CONSEGNA 1:
Nell'articolo sulla possibile guerra commerciale tra Usa e Cina, quali sono le tre categorie di abbigliamento a cui potrebbero applicarsi le restrizioni?

====== ESTRATTO FORNITO ======

Sarà guerra commerciale tra Usa e Cina? Molti gli interrogativi sui mercati delle commodities (a cura di Laura Chiapponi - Teleborsa S.p.a.)
Con un annuncio a sorpresa martedì sera, l'Amministrazione Bush ha scatenato un grande imbarazzo nella comunità economica mondiale, scatenando una fervida polemica sul futuro degli scambi internazionali. Secondo quanto annunciato dal Sottosegretario al Commercio, Grant Aldonas, il Governo statunitense starebbe predisponendo una nuova politica commerciale, al fine di proteggere le industrie statunitensi contro la strenua concorrenza delle imprese cinesi e le massiccie esportazioni di prodotti a basso costo. Un avviso è stato inviato al Governo di Pechino per annunciare che gli Usa potrebbero imporre a breve quote e altre barriere commerciali sull'importazione di materiale tessile in arrivo dalla Cina. Si tratta in particolare, di possibili restrizioni a tre categorie di abbigliamento: reggiseni, capi intimi e maglieria, prodotti che, in base agli accordi stretti tra i due Paesi, non dovrebbero superare il 7,5% delle importazioni via mare dalla Cina. In proposito il Deputato al Commercio Usa, Josette Shiner, ha tenuto a sottolieare che i cosidetti strumenti si "salvaguardia" per taluni settori a rischio sono proprio condizione sine qua non per l'ingresso della Cina nella World Trade Organization (WTO). Il 2001, infatti, ha sancito l’entrata ufficiale della Cina nel WTO. Tale passo implica che progressivamente la Cina dovrà eliminare tutte le barriere doganali verso i prodotti provenienti da tutti gli altri Paesi membri del WTO e viceversa. Tuttavia, se da una parte la Cina costituisce un immenso bacino di consumo per i prodotti occidentali, dall’altra l’economia cinese rappresenta sicuramente una potenza industriale di primissimo piano nella concorrenza internazionale. Per rendere il processo di globalizzazione dell’economia graduale e meno traumatico, il protocollo di accesso al WTO ratificato dalla Cina prevede un periodo di 12 anni durante il quale i Paesi membri possono, nel corso del processo di liberalizzazione verso i prodotti cinesi, adottare misure di salvaguardia transitorie per difendere specifici settori dell’economia che possano entrare in grave crisi a seguito dell’improvvisa apertura alla concorrenza cinese.

======

CONSEGNA 2:
Trascrivi parola per parola tutte le righe dei record qui sotto, senza riportare le immagini.

====== CONTENUTO DEL DATASET ======

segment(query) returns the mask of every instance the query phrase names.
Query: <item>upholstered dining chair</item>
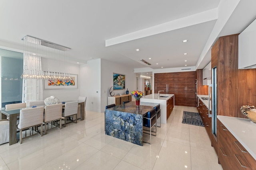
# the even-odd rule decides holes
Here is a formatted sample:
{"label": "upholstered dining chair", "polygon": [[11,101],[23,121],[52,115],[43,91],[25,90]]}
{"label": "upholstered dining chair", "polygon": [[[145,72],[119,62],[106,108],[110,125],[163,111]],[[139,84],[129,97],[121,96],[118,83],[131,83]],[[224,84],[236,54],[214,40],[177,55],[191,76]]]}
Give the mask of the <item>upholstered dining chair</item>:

======

RISPOSTA 1:
Reggiseni, capi intimi e maglieria.

RISPOSTA 2:
segment(query) returns the mask of every instance the query phrase names.
Query: <item>upholstered dining chair</item>
# the even-odd rule decides holes
Here is a formatted sample:
{"label": "upholstered dining chair", "polygon": [[11,101],[23,121],[52,115],[43,91],[25,90]]}
{"label": "upholstered dining chair", "polygon": [[[145,72],[119,62],[106,108],[110,125],[163,111]],[[139,84],[129,97],[121,96],[118,83],[131,83]],[[224,84],[236,54],[214,40],[177,55],[191,76]]]}
Give the mask of the <item>upholstered dining chair</item>:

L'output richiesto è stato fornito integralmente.